* [Working data]
● ● ● ● ● ● ●
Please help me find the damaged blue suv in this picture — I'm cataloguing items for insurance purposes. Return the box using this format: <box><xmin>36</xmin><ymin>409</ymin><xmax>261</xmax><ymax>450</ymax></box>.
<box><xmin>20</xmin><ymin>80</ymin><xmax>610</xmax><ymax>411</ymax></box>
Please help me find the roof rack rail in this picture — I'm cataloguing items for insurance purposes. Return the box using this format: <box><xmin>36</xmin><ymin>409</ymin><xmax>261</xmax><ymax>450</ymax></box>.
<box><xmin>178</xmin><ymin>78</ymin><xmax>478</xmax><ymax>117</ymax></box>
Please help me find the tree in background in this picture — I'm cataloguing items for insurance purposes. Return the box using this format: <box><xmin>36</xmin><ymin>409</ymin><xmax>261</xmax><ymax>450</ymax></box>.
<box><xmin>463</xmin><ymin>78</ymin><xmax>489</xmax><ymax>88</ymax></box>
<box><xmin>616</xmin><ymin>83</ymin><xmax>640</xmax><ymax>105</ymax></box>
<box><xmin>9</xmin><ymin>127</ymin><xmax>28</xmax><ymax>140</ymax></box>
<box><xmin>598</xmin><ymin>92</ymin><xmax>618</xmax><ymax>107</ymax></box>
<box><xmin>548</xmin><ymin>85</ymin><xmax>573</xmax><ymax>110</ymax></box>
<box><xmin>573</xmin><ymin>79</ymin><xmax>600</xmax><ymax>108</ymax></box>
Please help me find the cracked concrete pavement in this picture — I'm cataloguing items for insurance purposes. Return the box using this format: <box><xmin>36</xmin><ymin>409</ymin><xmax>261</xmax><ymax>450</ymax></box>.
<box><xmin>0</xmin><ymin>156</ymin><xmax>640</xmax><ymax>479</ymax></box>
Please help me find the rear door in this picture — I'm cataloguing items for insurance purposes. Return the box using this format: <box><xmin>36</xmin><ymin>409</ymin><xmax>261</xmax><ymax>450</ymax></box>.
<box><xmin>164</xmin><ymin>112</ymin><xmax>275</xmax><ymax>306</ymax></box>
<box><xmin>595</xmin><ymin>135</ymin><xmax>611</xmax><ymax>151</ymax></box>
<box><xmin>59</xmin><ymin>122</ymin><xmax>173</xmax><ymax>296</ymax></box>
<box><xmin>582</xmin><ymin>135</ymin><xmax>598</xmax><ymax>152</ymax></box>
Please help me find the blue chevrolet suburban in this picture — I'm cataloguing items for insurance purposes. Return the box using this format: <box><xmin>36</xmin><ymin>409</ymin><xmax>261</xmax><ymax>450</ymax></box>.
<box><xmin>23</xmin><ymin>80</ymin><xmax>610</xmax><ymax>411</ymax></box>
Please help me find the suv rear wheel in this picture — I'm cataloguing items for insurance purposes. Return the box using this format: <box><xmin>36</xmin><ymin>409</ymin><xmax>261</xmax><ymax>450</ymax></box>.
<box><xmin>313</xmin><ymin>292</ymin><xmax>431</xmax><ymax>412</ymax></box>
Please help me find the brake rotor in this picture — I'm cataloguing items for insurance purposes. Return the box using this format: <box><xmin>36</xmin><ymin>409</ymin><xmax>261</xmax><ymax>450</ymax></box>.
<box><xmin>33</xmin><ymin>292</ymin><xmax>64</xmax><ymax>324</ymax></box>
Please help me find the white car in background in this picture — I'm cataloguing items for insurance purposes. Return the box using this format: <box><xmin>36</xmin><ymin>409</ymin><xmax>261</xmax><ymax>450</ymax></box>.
● ● ● ● ● ● ●
* [The task]
Collect every line of the material that contains the string "blue", copying each one in full. Case counts.

* [Correct response]
Please help me find the damaged blue suv in this picture — I'm cataloguing items for insurance purposes. Return the box using this format: <box><xmin>36</xmin><ymin>409</ymin><xmax>261</xmax><ymax>450</ymax></box>.
Please help me find the blue chevrolet suburban in this picture — I'm cataloguing items for insurance purposes. Return the box using this format: <box><xmin>36</xmin><ymin>409</ymin><xmax>261</xmax><ymax>450</ymax></box>.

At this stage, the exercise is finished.